Referring expression pointing data:
##########
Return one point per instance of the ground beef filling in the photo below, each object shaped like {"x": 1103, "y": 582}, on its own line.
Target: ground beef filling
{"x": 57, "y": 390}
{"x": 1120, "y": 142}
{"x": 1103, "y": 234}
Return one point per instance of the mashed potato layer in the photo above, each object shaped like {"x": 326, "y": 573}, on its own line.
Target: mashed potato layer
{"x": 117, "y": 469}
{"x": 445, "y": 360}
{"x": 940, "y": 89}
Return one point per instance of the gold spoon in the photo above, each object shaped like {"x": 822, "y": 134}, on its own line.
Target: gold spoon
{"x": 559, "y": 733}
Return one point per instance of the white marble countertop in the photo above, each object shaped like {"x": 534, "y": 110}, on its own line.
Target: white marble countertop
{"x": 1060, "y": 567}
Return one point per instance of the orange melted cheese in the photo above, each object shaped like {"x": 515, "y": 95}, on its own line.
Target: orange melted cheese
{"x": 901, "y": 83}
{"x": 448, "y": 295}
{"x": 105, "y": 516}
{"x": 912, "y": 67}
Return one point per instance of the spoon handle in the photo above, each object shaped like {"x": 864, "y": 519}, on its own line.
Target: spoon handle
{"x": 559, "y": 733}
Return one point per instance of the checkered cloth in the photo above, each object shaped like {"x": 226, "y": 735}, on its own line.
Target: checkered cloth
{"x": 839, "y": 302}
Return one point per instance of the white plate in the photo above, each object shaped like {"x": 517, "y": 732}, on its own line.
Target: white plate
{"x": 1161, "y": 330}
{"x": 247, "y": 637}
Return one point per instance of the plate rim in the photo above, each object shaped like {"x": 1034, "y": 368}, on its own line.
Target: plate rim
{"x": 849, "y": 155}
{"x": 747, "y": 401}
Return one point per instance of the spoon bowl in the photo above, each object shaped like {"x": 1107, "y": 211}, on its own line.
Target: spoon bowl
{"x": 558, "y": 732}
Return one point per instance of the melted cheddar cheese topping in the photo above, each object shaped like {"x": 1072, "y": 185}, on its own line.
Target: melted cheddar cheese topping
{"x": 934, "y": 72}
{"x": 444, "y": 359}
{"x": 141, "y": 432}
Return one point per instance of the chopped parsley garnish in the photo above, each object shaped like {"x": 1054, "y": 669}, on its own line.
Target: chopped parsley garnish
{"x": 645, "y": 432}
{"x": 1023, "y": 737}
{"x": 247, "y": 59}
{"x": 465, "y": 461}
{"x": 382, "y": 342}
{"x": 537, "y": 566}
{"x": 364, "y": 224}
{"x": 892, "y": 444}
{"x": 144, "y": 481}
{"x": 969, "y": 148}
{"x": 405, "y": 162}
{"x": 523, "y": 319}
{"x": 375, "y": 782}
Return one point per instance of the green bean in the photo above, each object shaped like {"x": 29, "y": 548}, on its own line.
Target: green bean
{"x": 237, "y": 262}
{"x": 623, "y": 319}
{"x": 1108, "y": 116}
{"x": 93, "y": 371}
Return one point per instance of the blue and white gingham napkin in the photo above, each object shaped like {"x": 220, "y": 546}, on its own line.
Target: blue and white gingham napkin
##########
_WHAT YOU SHOULD DO:_
After identifying the lines above that contain "napkin", copy each one.

_RESULT FOR THIS TASK:_
Return one point per instance of the blue and white gingham napkin in the photo above, each object shaped like {"x": 220, "y": 546}, on its own line.
Target: blue and white gingham napkin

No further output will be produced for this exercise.